▶ **Given text**:
+-------+

Absence of old-age security and emergence of nuclear families have increased the importance of having adequate post-retirement corpus. However, the size of your post-retirement corpus will depend on how well you manage your finances today. Here are top five retirement planning mistakes that that can hamper your post-retirement dreams:
Underestimating post-retirement corpus:
Most people tend to under-estimate their post-retirement expenses while preparing their retirement plan. They also fail to factor inflation rate, which decreases the value of money and increases the cost of goods and services in future. An under-assessment of your post-retirement expenses would make you contribute less to your post-retirement corpus. This in turn may lead you to financial crisis in your post-retirement life and force you to work during that period to meet your daily expenses. Hence, take the help of online retirement calculator to find out the monthly investment required for building adequate post-retirement corpus after taking into account conservative inflation rate and rate of returns from your post-retirement investments.

+-------+

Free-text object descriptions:
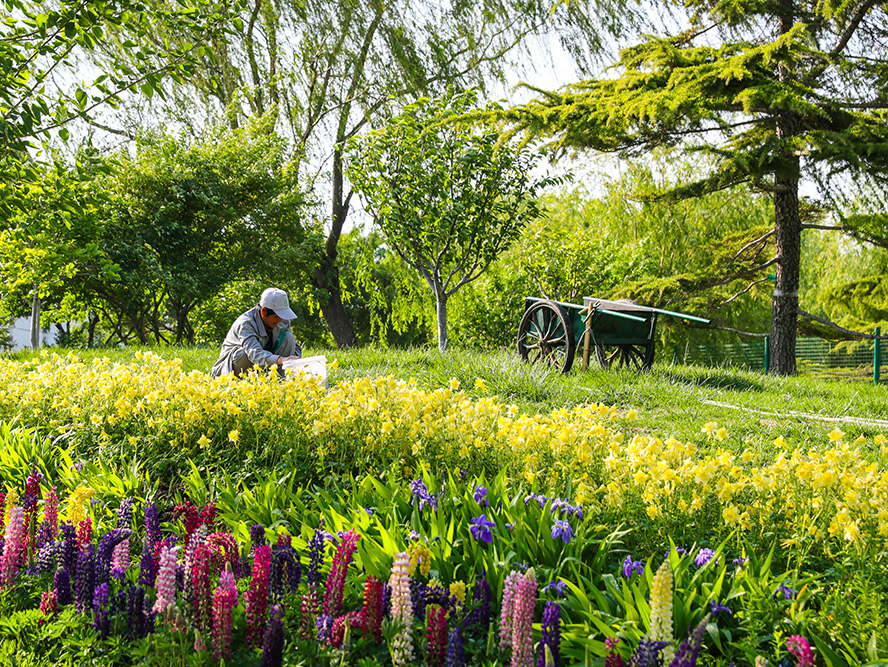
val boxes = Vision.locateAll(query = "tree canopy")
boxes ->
[503,0,888,374]
[347,91,554,350]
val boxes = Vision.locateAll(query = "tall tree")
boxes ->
[83,113,314,343]
[347,91,554,351]
[507,0,888,374]
[0,0,238,205]
[106,0,630,346]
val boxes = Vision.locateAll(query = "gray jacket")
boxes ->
[210,305,296,377]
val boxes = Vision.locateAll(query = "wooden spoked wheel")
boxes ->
[595,345,650,371]
[518,301,576,373]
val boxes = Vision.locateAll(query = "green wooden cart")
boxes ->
[518,296,710,373]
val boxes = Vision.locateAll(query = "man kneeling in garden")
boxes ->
[210,287,302,377]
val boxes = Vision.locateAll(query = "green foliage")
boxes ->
[79,115,314,343]
[0,0,245,213]
[499,0,888,374]
[347,92,554,350]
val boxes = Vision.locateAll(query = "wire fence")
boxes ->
[673,338,888,383]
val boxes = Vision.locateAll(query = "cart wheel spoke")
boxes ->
[518,301,576,373]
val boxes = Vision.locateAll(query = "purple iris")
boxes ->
[772,584,798,600]
[543,579,567,598]
[694,549,718,567]
[623,556,644,579]
[552,519,573,544]
[709,600,733,616]
[469,514,496,544]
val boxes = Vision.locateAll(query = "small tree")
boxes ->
[347,92,555,350]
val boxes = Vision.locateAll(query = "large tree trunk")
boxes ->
[435,289,450,352]
[769,172,802,375]
[31,285,41,350]
[313,146,357,349]
[768,0,802,375]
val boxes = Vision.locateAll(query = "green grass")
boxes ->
[7,347,888,449]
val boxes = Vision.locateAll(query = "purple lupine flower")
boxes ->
[117,498,136,528]
[145,500,161,548]
[93,583,111,639]
[537,602,561,667]
[694,549,718,567]
[542,579,567,598]
[53,567,74,607]
[74,548,96,614]
[709,600,734,616]
[59,521,80,576]
[669,614,709,667]
[444,627,466,667]
[629,639,670,667]
[382,581,392,618]
[623,556,644,579]
[552,519,573,544]
[262,604,284,667]
[305,519,325,586]
[139,540,157,588]
[469,514,496,544]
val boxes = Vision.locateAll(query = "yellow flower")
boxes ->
[722,505,740,525]
[450,581,466,604]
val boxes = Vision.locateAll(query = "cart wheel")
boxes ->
[595,345,650,371]
[518,301,577,373]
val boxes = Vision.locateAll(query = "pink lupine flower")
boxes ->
[512,568,537,667]
[77,517,92,549]
[426,605,447,667]
[38,589,59,625]
[111,537,132,572]
[191,544,213,634]
[213,570,237,661]
[389,551,413,667]
[786,635,814,667]
[324,530,361,618]
[0,507,25,588]
[361,575,382,642]
[153,545,176,614]
[43,486,59,542]
[500,571,521,651]
[247,544,271,646]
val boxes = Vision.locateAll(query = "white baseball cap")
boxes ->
[259,287,296,320]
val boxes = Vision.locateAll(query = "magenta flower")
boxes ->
[324,530,361,617]
[0,507,25,588]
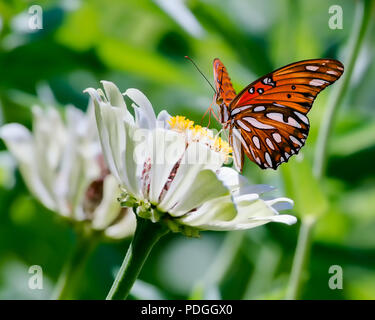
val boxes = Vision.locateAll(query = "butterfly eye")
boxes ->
[216,97,223,105]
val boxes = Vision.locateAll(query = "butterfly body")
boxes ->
[213,59,344,171]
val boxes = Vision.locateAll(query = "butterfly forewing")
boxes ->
[214,59,344,170]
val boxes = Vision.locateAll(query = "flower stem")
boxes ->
[107,216,169,300]
[52,234,97,300]
[314,0,375,178]
[285,216,316,300]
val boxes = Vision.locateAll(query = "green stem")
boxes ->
[314,0,375,178]
[107,217,169,300]
[189,231,246,300]
[286,216,316,300]
[52,235,97,300]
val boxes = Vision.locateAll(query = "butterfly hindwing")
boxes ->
[233,104,309,169]
[229,59,344,114]
[225,59,344,170]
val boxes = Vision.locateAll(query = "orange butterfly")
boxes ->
[213,59,344,171]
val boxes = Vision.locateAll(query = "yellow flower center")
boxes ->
[168,116,232,157]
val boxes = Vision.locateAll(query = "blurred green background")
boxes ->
[0,0,375,299]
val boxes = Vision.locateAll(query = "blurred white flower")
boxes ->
[0,101,136,238]
[85,81,296,235]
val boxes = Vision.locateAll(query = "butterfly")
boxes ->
[213,58,344,172]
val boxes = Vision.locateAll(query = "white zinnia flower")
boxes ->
[0,101,136,238]
[85,81,296,235]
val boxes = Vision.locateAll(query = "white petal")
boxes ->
[123,88,156,129]
[179,196,236,229]
[217,167,247,190]
[84,88,121,182]
[147,128,185,204]
[92,175,121,230]
[156,110,171,128]
[168,170,229,217]
[159,142,224,212]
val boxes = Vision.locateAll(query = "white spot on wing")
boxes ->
[288,117,301,128]
[242,117,275,129]
[294,111,309,124]
[231,104,252,116]
[266,112,301,128]
[327,70,338,76]
[266,138,275,150]
[236,120,251,132]
[253,106,266,112]
[253,136,260,149]
[289,136,302,147]
[306,66,319,71]
[266,112,285,123]
[309,79,327,87]
[264,152,272,167]
[272,133,281,143]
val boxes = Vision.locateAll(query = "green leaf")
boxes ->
[280,154,328,217]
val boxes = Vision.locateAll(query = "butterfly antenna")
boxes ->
[185,56,216,94]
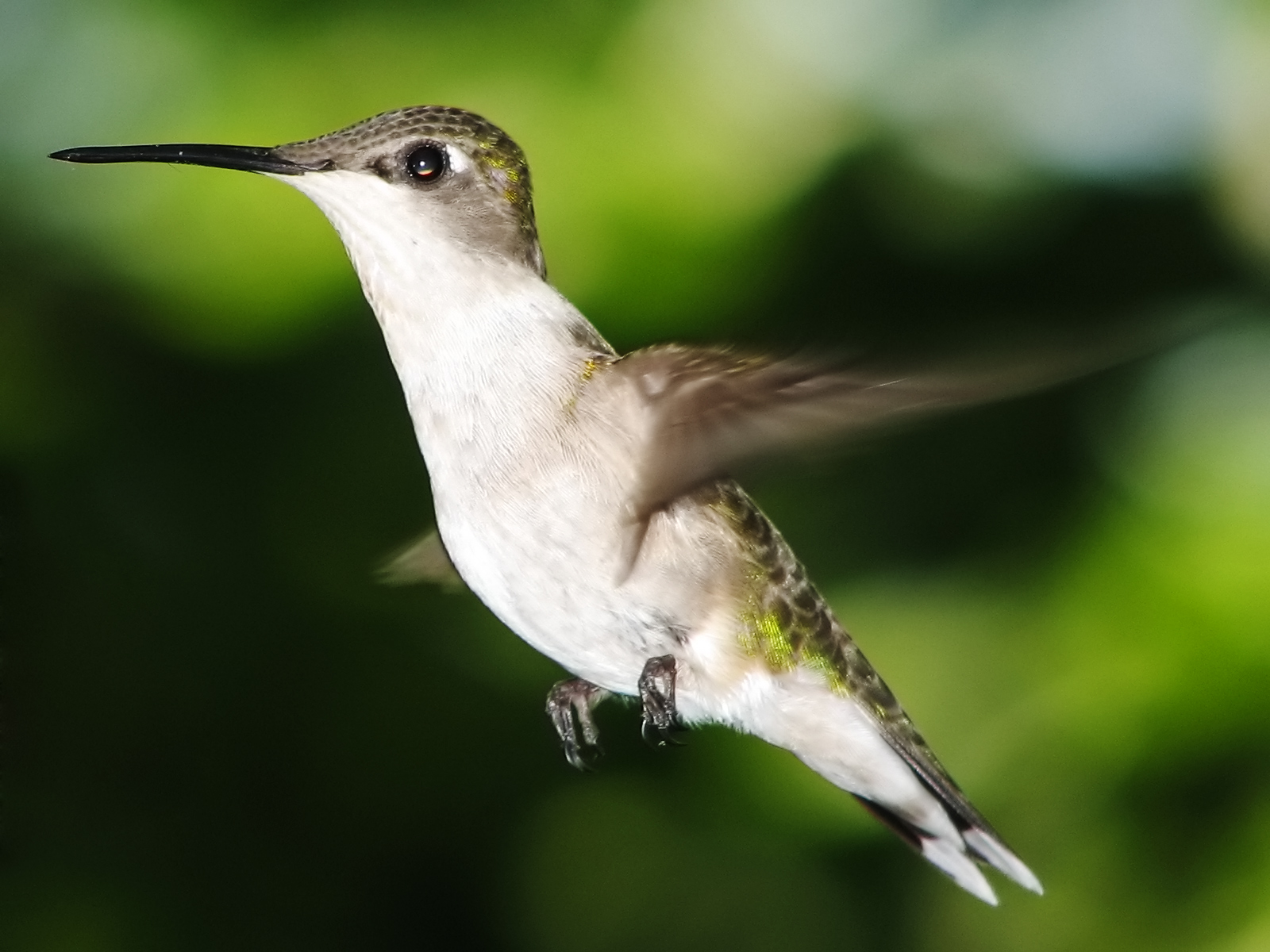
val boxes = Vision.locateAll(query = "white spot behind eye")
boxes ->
[443,144,472,175]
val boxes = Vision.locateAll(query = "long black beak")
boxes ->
[48,142,320,175]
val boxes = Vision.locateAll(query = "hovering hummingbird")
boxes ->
[52,106,1041,905]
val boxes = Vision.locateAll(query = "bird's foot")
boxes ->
[639,655,684,747]
[548,678,608,770]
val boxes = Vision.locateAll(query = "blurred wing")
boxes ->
[612,345,1106,522]
[376,529,464,589]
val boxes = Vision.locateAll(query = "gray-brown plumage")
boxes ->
[55,106,1061,903]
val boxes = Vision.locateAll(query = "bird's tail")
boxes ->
[747,673,1043,905]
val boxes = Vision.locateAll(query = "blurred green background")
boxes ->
[0,0,1270,952]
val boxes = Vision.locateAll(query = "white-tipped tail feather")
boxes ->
[729,671,1043,905]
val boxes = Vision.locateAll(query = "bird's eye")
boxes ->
[405,146,446,182]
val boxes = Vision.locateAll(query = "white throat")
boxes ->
[277,170,593,476]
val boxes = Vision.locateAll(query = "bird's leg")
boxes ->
[548,678,608,770]
[639,655,683,747]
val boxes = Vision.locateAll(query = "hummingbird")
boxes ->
[51,106,1043,905]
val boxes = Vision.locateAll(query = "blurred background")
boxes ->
[0,0,1270,952]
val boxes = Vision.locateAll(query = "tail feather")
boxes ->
[961,827,1045,896]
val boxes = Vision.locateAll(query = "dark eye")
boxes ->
[405,146,446,182]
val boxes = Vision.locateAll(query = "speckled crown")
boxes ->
[275,106,537,271]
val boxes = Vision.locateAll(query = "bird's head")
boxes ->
[52,106,545,277]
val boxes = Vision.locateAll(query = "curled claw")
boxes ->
[548,678,608,770]
[639,655,686,747]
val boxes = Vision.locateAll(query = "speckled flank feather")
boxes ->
[275,106,546,275]
[60,106,1040,903]
[710,480,1040,892]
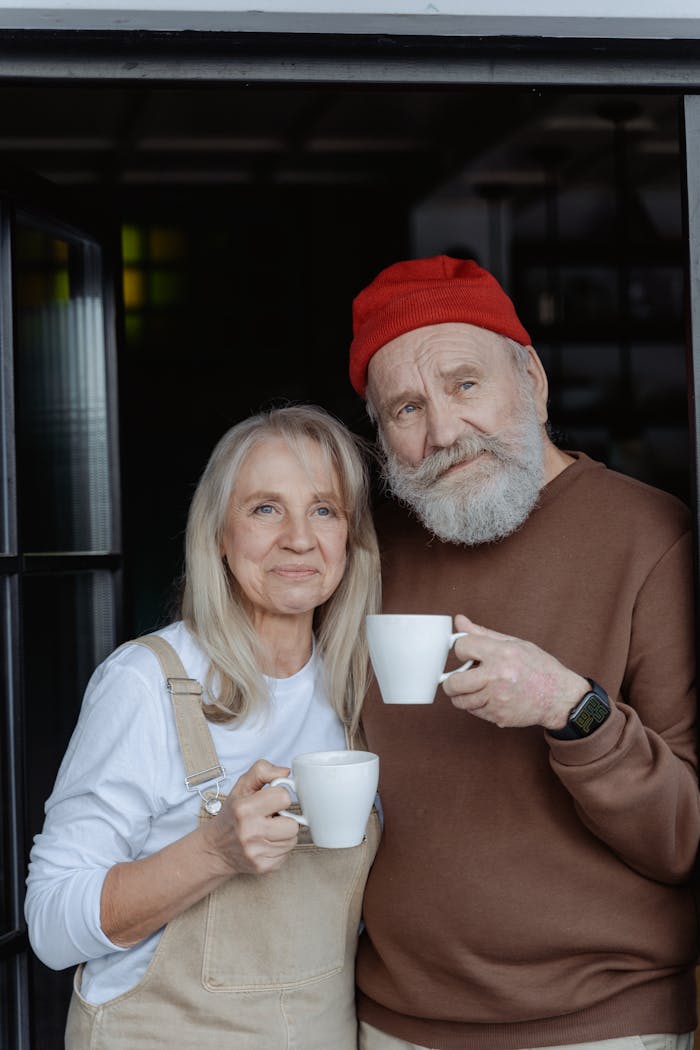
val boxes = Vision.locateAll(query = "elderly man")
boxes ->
[351,256,700,1050]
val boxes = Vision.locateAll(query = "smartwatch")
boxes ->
[547,678,610,740]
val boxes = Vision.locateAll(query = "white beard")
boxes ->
[379,399,545,546]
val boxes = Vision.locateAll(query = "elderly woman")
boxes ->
[26,405,379,1050]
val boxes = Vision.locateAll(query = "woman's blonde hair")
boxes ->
[181,404,381,733]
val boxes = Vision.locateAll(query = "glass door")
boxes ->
[0,186,122,1050]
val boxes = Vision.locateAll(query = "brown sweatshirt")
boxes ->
[358,454,700,1050]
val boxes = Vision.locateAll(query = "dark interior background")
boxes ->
[0,81,688,633]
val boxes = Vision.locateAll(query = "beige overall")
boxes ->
[65,635,380,1050]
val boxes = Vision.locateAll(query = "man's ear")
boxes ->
[526,347,549,424]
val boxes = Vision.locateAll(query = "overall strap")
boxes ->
[132,634,226,790]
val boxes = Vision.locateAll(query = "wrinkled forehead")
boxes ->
[367,322,513,400]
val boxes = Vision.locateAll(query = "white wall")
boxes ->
[0,0,700,40]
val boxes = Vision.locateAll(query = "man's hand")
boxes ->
[443,615,589,729]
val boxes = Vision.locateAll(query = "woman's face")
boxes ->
[221,437,347,622]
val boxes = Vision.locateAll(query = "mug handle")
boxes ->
[270,777,309,827]
[438,631,474,685]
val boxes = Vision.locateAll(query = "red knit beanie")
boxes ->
[349,255,530,397]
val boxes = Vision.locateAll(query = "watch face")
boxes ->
[570,693,610,736]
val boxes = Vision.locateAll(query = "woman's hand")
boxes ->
[201,759,299,875]
[101,759,299,948]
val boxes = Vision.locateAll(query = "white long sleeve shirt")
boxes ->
[25,623,345,1003]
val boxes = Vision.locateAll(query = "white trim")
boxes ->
[0,0,700,40]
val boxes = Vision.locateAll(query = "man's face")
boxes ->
[367,323,547,545]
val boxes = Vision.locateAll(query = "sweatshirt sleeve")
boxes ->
[25,654,166,969]
[548,534,700,884]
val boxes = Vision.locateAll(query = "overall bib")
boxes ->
[65,635,380,1050]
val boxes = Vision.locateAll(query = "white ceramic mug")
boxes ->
[270,751,379,849]
[365,613,473,704]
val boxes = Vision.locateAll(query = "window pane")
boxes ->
[22,571,114,844]
[0,203,17,554]
[15,221,113,552]
[0,576,18,933]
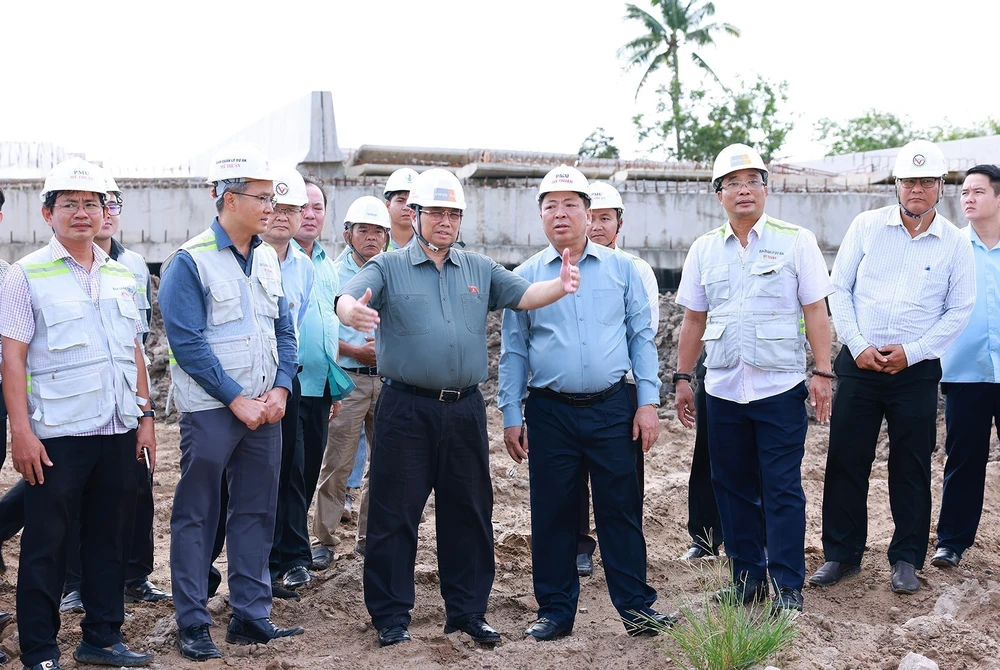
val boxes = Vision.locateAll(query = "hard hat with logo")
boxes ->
[538,164,590,202]
[382,168,417,200]
[590,181,625,216]
[892,140,948,179]
[406,168,465,209]
[41,158,108,202]
[344,195,392,230]
[208,142,274,184]
[274,167,309,207]
[712,144,767,191]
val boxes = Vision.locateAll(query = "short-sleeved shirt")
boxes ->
[340,244,530,389]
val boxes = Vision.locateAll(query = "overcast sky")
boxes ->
[0,0,1000,173]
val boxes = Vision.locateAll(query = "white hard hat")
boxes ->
[404,168,465,209]
[590,181,625,214]
[382,168,417,200]
[712,144,767,191]
[41,158,108,202]
[538,164,590,202]
[344,195,392,230]
[208,142,274,184]
[274,167,309,207]
[892,140,948,179]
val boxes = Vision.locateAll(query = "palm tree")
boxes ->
[618,0,740,156]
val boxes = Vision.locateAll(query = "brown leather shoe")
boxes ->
[889,561,920,594]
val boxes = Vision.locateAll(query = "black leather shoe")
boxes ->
[271,582,299,600]
[125,579,170,603]
[714,575,768,605]
[309,544,333,570]
[177,623,222,661]
[931,547,962,568]
[281,567,315,590]
[73,642,156,668]
[524,617,573,642]
[444,614,500,644]
[681,544,719,561]
[809,561,861,586]
[59,591,86,614]
[378,626,410,647]
[623,612,677,637]
[771,586,802,614]
[576,554,594,577]
[226,616,306,644]
[23,654,62,670]
[889,561,920,593]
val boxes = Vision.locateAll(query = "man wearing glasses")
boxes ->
[673,144,833,612]
[812,140,976,593]
[159,143,303,661]
[337,168,580,647]
[313,195,390,568]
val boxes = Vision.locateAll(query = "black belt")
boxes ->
[528,377,625,407]
[383,377,479,402]
[344,366,378,377]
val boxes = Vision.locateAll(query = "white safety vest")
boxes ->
[17,246,142,439]
[701,217,806,372]
[163,228,284,412]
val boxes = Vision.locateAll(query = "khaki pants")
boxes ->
[313,372,382,547]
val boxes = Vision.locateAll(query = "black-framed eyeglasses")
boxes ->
[230,191,278,208]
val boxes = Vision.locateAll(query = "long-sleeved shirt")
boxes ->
[497,241,660,428]
[159,219,299,405]
[830,205,976,365]
[941,226,1000,384]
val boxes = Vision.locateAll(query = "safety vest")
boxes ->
[163,228,284,412]
[17,246,142,439]
[701,217,806,372]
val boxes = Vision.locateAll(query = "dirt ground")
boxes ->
[0,297,1000,670]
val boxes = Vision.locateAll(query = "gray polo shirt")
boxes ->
[340,244,531,389]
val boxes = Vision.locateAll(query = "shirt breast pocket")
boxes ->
[594,288,625,326]
[389,293,431,335]
[462,293,489,334]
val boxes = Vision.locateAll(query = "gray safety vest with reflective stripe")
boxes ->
[17,246,142,439]
[701,217,806,372]
[163,228,284,412]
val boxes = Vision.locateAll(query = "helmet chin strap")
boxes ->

+-------+

▶ **Instructions to follow**: Render this sentence from the retirement planning text into Spanish: "Most people tend to under-estimate their post-retirement expenses while preparing their retirement plan."

▶ **Result for this exercise**: La mayoría de las personas tiende a subestimar sus gastos posteriores a la jubilación al preparar su plan de jubilación.